● **Selected extract**:
※

Solar cells made with nanowires can tolerate up to 40 times as much high-energy radiation as those made of flat crystalline films, researchers have found (ACS Nano 2019, DOI: 10.1021/acsnano.9b05213). Such solar cells could lead to lightweight, longer-lasting solar panels for powering satellites and spacecraft. Plus, nanowire solar cells can be made on flexible plastic sheets, so they could be rolled up while being sent into space and unfurled when needed.
Every spacecraft orbiting Earth relies on solar power. But that power doesn’t come from your average rooftop silicon solar panel. Space-based devices must be far more efficient, lightweight, and tolerant of bombardment by high-energy particles—from solar flares or cosmic rays, for example. Such collisions create defects that trap charges and bring down device efficiency.
Solar cells used for space applications typically consist of multiple, superthin layers of III-V semiconductor compounds such as gallium arsenide and indium phosphide, which can reach conversion efficiencies of 32% compared to the roughly 20% of silicon. A 75 µm thick glass cover helps protect the solar cells from space radiation, especially protons with energies in the low hundreds of kiloelectron-volts, which cause the most damage because they can slow down and stop in the solar cell.
Over the years, solar cell thicknesses have shrunk to under 10 µm, so the layer of glass adds weight, says Pilar Espinet-Gonzalez, a postdoctoral researcher in materials science in Harry A. Atwater’s group at the California Institute of Technology. Space system engineers have been trying to make thin-film solar cells that resist radiation damage and therefore need less glass.
Scientists have previously studied photodetectors made of nanowires for their radiation hardiness, so the Caltech team decided to see how nanowire solar cells would fare under space radiation. Instead of a crystalline film, the light-absorbing layer in these devices is an array of 3 µm long GaAs or 2 µm long InP nanowires grown vertically from the substrate. The researchers irradiated the devices with protons at energies of 100 and 350 keV, comparable to what they would experience in space. These solar cells could withstand 10–40 times as many protons before their current degraded as flat film solar cells made from the same materials.

※

● **What to work on**:
Extend the article on nanowire solar cells in space, picking up after its last sentence.

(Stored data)
※

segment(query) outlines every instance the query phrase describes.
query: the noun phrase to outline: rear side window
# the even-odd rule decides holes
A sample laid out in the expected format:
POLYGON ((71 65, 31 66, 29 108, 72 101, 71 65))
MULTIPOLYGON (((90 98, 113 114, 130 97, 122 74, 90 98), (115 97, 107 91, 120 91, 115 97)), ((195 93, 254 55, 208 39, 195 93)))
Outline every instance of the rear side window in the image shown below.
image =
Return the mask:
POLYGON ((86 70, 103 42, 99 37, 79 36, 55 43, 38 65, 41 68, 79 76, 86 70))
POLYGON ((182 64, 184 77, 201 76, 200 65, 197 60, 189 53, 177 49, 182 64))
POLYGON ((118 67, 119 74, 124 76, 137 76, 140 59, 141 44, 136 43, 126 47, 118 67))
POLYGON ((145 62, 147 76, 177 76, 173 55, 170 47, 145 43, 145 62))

※

● **Response box**:
Simulations showed that energetic protons shoot out of the the nanowires, minimizing damage, whereas they would lodge in a crystalline film. The researchers also speculate that the nanowires’ high surface area makes it easier for defects to migrate out of the structures.
Typical space solar panels lose 15% of their efficiency after about 15 years in low-Earth orbit, Espinet-Gonzalez says. Nanowire solar cells would need less cover glass for the same lifetime or could last much longer with the same thickness of glass.
Nanowire devices, which have a 15–18% efficiency, do need to catch up to conventional solar cells. They are also slightly more complicated to make right now, “but could be simplified down the line,” says Jeremiah McNatt, an electrical engineer at the NASA Glenn Research Center. “The designs presented here demonstrate a first step at cells that could be used in specific high-radiation space environments, like missions near the poles of the Earth, near the sun, or Jupiter.”
The Caltech team imagines using them in the future for panels that collect solar power in space and beam it as radio frequency waves down to Earth. This idea of space-based solar power has been floating around for many years but isn’t economically viable yet, says study coauthor Michael D. Kelzenberg, a senior research scientist with the Atwater group. “We’re pushing for solar panels that could be as light as Saran wrap and be self-deploying.”